> To do
The output should consist solely of the line containing "lamp, one per instance" and the lines that follow it through the end of the data below.

> Listed records
# # #

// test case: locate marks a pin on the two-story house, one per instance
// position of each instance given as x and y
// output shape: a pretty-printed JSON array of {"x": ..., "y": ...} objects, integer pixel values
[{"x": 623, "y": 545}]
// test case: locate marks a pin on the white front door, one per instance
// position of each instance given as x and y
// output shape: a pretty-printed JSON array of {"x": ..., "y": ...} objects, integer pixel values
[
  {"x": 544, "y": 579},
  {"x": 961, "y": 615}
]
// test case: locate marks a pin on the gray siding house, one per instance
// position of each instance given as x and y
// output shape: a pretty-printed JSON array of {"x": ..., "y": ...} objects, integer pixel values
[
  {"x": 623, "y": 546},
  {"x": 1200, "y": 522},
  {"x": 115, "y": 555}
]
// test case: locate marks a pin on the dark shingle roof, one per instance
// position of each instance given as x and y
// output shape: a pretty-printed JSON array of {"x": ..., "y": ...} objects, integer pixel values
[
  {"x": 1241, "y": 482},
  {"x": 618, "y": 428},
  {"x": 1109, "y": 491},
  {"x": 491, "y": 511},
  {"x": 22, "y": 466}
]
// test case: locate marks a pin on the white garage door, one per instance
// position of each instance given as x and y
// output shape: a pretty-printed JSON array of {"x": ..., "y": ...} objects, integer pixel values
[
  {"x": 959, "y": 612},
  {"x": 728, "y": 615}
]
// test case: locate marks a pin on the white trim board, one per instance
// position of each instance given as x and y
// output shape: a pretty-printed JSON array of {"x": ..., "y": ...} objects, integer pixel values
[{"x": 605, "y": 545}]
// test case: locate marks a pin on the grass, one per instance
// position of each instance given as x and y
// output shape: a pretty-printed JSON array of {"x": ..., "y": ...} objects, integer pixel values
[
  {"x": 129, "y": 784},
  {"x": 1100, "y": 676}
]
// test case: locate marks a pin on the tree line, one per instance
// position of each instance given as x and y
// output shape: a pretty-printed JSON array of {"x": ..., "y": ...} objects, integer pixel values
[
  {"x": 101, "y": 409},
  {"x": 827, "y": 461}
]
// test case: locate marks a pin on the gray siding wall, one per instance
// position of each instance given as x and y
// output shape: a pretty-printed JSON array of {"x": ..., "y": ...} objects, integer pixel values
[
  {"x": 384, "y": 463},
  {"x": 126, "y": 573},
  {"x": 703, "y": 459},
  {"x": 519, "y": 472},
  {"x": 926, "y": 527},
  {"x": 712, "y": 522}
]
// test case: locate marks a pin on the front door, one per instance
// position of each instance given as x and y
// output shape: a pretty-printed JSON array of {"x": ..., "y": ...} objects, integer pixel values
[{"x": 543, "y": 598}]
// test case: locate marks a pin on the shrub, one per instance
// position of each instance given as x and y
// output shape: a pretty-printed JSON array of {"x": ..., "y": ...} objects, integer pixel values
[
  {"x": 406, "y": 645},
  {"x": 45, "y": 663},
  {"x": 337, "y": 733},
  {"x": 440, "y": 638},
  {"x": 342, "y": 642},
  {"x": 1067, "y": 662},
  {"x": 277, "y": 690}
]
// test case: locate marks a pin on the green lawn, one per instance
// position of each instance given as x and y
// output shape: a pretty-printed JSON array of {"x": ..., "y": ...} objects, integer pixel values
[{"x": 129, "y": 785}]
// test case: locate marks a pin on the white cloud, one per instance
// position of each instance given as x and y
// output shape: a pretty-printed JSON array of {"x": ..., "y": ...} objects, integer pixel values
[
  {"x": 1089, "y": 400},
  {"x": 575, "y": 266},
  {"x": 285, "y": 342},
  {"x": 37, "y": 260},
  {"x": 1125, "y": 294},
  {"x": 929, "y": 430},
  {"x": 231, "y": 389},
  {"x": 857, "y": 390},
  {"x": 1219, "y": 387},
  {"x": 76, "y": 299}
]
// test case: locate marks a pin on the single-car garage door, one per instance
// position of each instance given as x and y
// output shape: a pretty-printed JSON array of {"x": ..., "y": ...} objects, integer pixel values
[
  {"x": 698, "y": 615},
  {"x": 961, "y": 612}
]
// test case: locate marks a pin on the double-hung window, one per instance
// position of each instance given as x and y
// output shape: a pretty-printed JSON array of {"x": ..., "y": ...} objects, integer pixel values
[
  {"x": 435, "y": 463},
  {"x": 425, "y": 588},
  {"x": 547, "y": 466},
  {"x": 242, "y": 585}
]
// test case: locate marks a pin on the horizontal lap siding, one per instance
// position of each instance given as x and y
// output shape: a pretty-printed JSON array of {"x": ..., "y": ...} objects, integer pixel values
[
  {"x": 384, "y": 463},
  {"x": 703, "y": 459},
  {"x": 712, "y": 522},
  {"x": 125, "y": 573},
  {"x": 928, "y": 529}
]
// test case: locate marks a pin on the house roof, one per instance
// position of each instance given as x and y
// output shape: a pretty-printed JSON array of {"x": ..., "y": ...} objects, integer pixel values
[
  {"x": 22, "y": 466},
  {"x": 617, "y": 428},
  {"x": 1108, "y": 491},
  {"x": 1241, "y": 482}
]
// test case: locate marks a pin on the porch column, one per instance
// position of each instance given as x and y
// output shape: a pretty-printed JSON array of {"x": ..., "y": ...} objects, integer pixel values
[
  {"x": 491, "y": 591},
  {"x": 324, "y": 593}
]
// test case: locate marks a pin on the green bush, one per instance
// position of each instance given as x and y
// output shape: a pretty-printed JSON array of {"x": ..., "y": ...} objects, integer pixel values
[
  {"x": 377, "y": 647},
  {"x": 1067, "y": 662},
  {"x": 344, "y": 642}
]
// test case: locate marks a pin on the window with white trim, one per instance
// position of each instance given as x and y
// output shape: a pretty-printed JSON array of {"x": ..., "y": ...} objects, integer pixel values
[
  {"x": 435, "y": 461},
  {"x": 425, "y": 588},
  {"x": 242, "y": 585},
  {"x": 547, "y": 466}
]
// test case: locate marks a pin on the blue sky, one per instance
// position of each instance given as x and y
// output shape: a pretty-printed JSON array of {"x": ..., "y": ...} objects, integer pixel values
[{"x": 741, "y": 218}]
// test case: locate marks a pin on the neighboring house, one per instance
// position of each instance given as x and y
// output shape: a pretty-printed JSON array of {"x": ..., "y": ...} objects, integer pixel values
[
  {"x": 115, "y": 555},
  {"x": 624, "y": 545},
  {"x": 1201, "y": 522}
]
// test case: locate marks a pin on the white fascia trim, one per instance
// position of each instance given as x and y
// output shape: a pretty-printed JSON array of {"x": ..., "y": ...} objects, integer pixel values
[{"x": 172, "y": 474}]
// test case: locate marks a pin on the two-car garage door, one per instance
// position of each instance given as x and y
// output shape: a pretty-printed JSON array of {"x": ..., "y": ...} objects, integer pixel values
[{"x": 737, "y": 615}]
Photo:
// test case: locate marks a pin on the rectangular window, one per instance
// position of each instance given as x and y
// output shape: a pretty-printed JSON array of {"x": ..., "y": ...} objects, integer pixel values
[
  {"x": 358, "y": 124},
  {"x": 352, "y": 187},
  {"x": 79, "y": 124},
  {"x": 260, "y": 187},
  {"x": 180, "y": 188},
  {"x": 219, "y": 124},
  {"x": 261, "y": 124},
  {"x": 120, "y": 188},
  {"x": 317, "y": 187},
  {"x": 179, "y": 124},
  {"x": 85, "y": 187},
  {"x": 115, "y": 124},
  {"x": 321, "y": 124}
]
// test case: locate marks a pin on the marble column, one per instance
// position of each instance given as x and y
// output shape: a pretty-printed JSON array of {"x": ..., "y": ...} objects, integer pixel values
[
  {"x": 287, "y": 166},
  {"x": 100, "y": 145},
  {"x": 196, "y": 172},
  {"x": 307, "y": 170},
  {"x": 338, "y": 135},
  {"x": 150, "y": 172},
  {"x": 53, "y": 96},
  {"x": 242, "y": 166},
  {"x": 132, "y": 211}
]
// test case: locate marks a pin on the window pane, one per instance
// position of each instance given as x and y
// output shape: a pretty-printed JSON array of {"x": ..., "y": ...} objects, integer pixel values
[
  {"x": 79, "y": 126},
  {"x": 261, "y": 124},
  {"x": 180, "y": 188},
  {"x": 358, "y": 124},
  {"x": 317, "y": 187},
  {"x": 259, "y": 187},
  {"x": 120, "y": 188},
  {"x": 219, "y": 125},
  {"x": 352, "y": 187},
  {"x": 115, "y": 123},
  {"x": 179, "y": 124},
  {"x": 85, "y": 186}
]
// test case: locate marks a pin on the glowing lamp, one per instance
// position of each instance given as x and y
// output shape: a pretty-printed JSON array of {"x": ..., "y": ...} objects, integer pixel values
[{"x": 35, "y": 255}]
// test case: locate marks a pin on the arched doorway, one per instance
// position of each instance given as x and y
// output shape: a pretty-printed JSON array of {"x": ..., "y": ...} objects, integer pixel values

# # #

> Final answer
// test case: locate marks a pin on the glowing lamp, one per instance
// position of each instance given as x and y
// output shape: a pretty-printed JSON array of {"x": ..., "y": ...} objects, integer pixel values
[{"x": 35, "y": 255}]
// test case: locate marks a pin on the arched doorway, one per instance
// position of each instance given as x and y
// output shape: a pretty-printed JSON array of {"x": ..., "y": ...} objects, integer pixel values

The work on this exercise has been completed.